Referring expression pointing data
=-=-=-=-=

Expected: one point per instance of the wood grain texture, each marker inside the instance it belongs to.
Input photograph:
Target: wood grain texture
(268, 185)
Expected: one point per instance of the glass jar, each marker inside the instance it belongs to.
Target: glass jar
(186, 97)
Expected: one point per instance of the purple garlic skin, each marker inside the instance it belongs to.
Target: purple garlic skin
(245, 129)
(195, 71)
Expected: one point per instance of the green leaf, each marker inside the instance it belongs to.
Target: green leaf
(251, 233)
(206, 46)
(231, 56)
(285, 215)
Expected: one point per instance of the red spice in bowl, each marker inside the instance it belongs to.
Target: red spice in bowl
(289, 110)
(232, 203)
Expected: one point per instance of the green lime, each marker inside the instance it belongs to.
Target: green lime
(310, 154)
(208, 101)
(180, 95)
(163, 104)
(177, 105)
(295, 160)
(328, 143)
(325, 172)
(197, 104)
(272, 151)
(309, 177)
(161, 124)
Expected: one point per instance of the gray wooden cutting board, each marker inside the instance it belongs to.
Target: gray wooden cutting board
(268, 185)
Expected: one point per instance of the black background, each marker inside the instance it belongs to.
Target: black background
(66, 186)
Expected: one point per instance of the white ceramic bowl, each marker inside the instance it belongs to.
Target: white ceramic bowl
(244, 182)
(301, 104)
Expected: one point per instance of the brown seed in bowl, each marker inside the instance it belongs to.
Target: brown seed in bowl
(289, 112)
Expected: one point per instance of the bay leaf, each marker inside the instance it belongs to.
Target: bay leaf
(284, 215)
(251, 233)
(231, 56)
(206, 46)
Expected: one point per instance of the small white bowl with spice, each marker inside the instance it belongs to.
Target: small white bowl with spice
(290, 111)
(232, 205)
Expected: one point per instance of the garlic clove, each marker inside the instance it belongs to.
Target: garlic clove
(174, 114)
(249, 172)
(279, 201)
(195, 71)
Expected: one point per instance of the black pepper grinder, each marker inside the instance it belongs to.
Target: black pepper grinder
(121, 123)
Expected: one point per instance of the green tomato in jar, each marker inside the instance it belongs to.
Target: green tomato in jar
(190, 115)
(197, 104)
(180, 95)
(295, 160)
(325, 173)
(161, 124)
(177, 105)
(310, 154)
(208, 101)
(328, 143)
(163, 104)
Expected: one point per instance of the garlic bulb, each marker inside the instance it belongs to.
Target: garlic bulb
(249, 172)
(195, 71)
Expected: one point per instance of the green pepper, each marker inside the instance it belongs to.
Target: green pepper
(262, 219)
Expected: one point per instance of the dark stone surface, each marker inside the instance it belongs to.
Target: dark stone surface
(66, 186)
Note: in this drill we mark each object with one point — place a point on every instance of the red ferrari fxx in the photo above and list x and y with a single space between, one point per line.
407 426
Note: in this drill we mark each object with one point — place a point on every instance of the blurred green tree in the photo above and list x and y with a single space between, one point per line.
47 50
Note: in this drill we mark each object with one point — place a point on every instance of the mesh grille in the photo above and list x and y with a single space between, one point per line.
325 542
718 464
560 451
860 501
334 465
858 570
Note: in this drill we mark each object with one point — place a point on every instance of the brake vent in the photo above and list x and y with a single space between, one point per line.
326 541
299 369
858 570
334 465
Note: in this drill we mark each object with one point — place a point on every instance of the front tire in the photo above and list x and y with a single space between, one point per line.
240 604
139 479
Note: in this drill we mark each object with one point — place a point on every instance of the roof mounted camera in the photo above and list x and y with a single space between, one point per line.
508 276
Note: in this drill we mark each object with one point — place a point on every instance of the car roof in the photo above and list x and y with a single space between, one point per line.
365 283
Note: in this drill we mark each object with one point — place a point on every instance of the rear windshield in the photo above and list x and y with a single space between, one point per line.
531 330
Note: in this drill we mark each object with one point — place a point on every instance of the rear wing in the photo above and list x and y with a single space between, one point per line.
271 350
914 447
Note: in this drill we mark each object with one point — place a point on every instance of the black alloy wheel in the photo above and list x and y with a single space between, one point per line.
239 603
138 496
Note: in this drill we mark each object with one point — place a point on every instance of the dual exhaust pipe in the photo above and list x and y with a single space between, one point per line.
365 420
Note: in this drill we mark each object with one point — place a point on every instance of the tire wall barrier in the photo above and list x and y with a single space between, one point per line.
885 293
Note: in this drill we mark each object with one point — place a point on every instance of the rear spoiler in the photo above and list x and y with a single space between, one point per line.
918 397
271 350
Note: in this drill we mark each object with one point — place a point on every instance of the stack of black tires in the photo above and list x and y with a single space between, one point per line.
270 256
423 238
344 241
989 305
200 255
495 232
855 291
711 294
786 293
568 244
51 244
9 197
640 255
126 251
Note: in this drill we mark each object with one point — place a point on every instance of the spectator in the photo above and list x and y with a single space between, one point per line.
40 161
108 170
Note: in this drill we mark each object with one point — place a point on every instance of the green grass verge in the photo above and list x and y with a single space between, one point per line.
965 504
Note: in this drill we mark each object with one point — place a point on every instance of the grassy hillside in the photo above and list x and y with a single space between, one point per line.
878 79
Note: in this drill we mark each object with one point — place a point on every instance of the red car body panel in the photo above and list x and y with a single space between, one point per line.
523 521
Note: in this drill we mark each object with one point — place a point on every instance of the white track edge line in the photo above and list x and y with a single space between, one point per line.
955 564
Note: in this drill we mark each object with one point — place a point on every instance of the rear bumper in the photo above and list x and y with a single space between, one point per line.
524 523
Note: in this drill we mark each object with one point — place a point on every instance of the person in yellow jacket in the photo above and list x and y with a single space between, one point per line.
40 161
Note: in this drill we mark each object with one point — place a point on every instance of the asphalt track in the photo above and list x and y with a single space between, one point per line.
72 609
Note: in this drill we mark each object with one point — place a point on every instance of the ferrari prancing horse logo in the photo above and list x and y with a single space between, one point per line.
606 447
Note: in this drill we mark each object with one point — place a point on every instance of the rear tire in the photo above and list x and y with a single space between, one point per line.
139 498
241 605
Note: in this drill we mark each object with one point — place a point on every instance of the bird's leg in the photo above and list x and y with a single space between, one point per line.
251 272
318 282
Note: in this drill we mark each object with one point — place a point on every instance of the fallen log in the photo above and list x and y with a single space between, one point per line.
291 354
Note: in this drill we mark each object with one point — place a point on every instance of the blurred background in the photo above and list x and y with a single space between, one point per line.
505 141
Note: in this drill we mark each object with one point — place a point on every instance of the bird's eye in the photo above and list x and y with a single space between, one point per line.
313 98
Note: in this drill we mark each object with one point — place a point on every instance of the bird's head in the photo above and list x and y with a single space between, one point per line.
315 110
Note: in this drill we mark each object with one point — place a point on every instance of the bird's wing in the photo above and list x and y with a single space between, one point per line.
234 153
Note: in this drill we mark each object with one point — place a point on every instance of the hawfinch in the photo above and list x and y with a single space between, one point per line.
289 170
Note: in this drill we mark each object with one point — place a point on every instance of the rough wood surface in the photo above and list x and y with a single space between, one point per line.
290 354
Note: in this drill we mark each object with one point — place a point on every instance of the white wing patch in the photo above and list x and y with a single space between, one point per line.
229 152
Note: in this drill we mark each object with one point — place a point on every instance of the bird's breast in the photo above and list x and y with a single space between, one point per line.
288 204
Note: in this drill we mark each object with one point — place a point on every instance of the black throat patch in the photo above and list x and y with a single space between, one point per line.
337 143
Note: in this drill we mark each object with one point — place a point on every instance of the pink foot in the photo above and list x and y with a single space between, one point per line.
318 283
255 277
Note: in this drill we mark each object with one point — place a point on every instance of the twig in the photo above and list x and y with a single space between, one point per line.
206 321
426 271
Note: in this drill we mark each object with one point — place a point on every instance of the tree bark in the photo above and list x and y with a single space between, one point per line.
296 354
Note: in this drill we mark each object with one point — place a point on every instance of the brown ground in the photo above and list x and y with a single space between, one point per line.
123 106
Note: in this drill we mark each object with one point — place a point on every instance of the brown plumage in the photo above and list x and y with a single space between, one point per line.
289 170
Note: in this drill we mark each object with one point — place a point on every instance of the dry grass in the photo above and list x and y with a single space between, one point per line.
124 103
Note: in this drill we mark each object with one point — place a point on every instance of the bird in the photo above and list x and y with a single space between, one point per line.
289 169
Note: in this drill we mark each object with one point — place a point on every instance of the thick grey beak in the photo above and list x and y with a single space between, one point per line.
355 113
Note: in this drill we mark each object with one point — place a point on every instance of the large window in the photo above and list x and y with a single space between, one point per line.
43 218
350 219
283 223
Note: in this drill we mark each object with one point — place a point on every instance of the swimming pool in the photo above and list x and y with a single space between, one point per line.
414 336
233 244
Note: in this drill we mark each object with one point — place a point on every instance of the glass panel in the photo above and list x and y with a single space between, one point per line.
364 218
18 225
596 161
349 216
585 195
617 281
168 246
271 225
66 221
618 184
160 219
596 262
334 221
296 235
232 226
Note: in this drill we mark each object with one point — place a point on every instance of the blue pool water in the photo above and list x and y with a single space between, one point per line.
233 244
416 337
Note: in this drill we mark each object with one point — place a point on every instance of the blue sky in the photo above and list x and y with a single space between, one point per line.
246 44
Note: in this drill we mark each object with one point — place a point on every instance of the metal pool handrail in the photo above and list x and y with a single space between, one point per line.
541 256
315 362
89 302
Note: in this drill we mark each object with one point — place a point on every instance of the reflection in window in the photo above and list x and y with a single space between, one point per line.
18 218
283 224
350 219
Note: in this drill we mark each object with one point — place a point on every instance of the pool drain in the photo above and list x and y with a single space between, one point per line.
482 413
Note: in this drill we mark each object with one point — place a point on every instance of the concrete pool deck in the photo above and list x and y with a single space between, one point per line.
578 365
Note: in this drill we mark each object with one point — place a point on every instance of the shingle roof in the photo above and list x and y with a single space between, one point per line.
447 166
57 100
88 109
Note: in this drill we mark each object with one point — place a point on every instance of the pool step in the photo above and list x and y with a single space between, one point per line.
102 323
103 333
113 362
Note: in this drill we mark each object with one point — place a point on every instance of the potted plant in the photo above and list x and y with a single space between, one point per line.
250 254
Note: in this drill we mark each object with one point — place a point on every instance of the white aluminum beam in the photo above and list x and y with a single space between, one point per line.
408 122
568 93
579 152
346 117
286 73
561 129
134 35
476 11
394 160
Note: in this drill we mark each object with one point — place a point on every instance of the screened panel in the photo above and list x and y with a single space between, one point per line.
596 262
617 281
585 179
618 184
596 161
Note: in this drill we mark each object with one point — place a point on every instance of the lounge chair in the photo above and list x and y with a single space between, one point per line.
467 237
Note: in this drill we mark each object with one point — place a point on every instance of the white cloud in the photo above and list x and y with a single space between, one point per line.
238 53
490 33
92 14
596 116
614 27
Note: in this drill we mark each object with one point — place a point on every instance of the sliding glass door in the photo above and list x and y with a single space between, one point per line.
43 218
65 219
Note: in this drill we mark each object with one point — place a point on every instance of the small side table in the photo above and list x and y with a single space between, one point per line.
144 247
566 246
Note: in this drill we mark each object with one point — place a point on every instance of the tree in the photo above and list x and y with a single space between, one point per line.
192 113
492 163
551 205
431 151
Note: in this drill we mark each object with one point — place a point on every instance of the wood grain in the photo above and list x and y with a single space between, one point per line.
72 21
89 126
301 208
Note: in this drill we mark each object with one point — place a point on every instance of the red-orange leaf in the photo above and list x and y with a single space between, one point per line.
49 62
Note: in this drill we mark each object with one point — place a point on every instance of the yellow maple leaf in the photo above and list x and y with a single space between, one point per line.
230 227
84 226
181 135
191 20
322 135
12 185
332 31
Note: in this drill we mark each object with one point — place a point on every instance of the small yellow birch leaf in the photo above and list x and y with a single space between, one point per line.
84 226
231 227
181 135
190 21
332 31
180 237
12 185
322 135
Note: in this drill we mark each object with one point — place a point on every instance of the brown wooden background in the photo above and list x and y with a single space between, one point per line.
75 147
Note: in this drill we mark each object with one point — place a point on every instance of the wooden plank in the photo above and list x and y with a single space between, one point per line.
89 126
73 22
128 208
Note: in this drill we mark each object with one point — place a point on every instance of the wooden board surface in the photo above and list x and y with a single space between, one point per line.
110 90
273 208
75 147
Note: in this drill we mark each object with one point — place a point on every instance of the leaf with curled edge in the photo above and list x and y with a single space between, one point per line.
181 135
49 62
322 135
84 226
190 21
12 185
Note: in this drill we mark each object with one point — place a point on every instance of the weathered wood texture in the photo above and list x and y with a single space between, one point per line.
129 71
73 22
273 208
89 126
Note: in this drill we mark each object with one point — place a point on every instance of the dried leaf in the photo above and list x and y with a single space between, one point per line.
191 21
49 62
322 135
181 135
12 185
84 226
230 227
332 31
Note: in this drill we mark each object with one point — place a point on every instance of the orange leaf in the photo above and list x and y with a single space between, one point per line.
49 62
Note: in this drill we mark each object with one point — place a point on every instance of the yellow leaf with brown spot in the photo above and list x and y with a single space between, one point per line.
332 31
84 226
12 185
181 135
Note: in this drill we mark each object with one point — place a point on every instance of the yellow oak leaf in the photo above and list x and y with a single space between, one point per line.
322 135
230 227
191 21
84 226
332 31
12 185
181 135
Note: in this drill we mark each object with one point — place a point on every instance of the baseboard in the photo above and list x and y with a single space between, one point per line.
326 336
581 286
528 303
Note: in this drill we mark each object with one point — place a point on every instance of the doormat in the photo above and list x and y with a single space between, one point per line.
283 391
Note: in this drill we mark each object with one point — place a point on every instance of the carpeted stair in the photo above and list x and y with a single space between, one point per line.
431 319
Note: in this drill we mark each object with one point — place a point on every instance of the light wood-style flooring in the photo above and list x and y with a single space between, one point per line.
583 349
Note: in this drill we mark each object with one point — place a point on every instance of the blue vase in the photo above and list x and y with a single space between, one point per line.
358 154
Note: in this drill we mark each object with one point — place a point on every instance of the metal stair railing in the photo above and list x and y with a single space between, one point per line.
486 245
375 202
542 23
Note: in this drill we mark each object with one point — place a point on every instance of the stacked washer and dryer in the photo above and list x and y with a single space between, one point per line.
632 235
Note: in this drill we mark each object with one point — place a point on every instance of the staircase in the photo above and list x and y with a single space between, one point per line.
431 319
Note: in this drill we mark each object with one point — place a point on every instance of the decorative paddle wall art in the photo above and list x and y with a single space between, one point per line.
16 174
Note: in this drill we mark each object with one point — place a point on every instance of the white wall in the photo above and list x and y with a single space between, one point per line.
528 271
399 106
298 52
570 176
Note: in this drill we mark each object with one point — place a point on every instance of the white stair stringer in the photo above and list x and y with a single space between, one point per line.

=-=-=-=-=

What is needed is an exact repetition of the lines from the first line of the records through the line containing "Expected: one point per instance of the glass", both ends included, and nothing more.

▶ **TASK SOLUTION**:
Expected: one point per instance of the wood grain texture, each marker inside the instance it belongs to.
Input photograph:
Target: wood grain texture
(268, 185)
Expected: one point per instance of the glass jar, each marker inside the instance it belongs to.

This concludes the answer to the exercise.